Although they are not the first diagnostic test of choice in diagnosis of PAD, computed tomography angiography (CTA), magnetic resonance angiography (MRA) and digital subtraction angiography (DSA) are the other techniques that allow direct visualization of the vasculature in PAD patients.

CTA may be used with either intra-venous or intra-arterial contrast agents. The sensitivities and specificities are >95% for identifying stenosis >50% and for correctly identifying occlusions [22]. CTA produces images of vascular structures in cross-sectional slices that can be reformatted into three-dimensional angiographic-like images. CTA not only shows the intraluminal space, but also shows the surrounding tissue. For this reason, it visualizes calcification well, which is advantageous when considering revascularization strategies [23]. The main disadvantage is radiation exposure and the use of large volumes of iodinated contrast media, which limits its use in acute renal failure patients or patients with borderline renal function.

MRA is a useful diagnostic method in determining the location and stenosis severity in PAD patients. MRA may identify outflow vessels which may not be visualized by conventional angiography [24]. MRA has a high sensitivity and specificity for detecting acute occlusive disease when compared with DSA [25]. It is very useful for preoperative evaluation of the PAD patient in order to make a road-map, whether surgical or endovascular revascularization. Figure 1 shows MRA of two different patients showing total occlusion of SFA.

** To do **
[1] Write out the passage on PAD imaging, everything from "MRA is a useful" down to "occlusion of SFA.".
[2] According to the passage on PAD imaging, what does CTA visualize well because it also shows the surrounding tissue?
[3] For each statement, answer yes or no according to the passage on PAD imaging, quoting the words that decide it: (a) CTA can be performed with intra-arterial contrast agents. (b) MRA is the first diagnostic test of choice in diagnosing PAD. (c) MRA's sensitivity and specificity for acute occlusive disease were assessed in comparison with DSA.
The rows that come next were taken from a separate source.

** Information given **
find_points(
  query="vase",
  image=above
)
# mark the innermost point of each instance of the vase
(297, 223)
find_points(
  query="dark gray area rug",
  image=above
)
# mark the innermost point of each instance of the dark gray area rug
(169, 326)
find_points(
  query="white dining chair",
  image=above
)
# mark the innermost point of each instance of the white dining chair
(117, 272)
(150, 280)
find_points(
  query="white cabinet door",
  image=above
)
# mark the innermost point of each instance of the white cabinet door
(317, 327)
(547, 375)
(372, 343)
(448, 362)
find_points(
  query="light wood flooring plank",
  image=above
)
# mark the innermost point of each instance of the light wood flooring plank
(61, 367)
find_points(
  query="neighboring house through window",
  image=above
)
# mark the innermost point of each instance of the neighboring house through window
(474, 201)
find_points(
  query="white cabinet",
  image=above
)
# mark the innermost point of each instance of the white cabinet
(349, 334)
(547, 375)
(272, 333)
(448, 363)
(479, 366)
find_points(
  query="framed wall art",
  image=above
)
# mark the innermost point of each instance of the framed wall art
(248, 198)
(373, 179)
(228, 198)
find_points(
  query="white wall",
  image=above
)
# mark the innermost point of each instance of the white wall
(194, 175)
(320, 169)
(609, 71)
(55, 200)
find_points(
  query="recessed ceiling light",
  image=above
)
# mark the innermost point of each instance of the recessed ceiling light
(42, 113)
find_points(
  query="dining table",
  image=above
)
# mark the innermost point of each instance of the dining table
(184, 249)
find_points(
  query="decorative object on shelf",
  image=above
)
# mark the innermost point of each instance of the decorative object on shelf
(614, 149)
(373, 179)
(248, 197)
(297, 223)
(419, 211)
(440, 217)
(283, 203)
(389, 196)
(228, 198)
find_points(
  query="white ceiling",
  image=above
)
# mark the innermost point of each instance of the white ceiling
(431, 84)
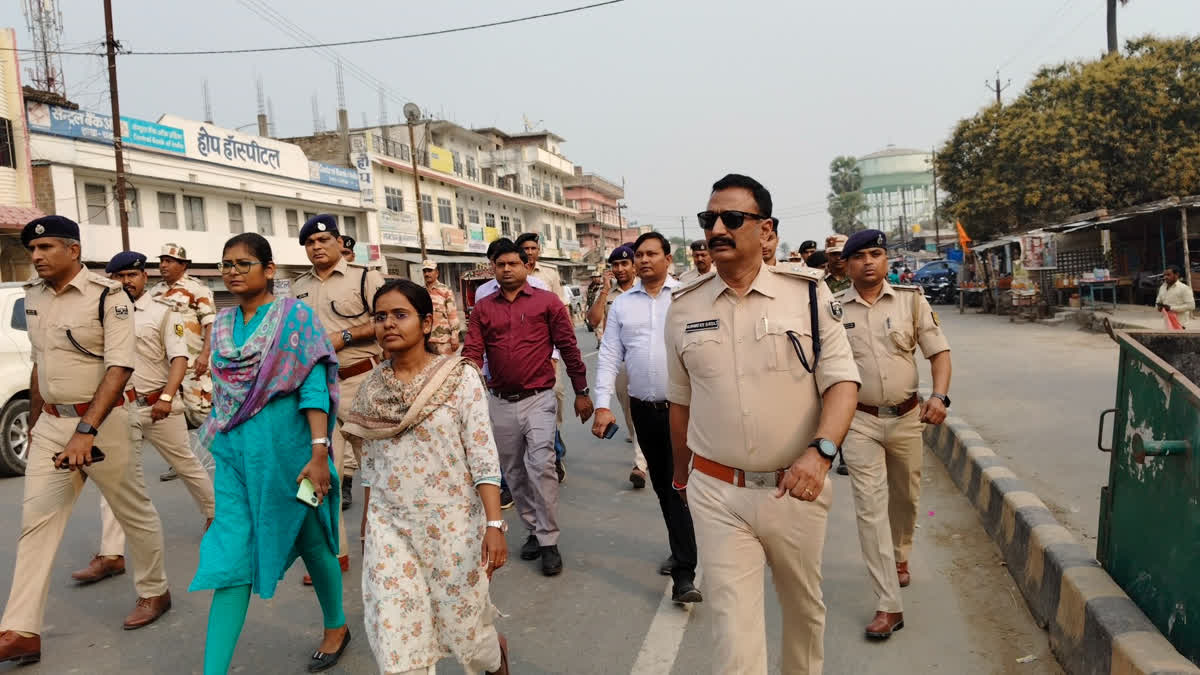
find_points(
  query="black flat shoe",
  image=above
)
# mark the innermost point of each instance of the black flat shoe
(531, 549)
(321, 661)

** Results **
[1]
MRA is a useful diagnostic method in determining the location and stenosis severity in PAD patients. MRA may identify outflow vessels which may not be visualized by conventional angiography [24]. MRA has a high sensitivity and specificity for detecting acute occlusive disease when compared with DSA [25]. It is very useful for preoperative evaluation of the PAD patient in order to make a road-map, whether surgical or endovascular revascularization. Figure 1 shows MRA of two different patients showing total occlusion of SFA.

[2] Calcification.

[3]
(a) Yes: "CTA may be used with either intra-venous or intra-arterial contrast agents."
(b) No: "Although they are not the first diagnostic test of choice in diagnosis of PAD"
(c) Yes: "MRA has a high sensitivity and specificity for detecting acute occlusive disease when compared with DSA"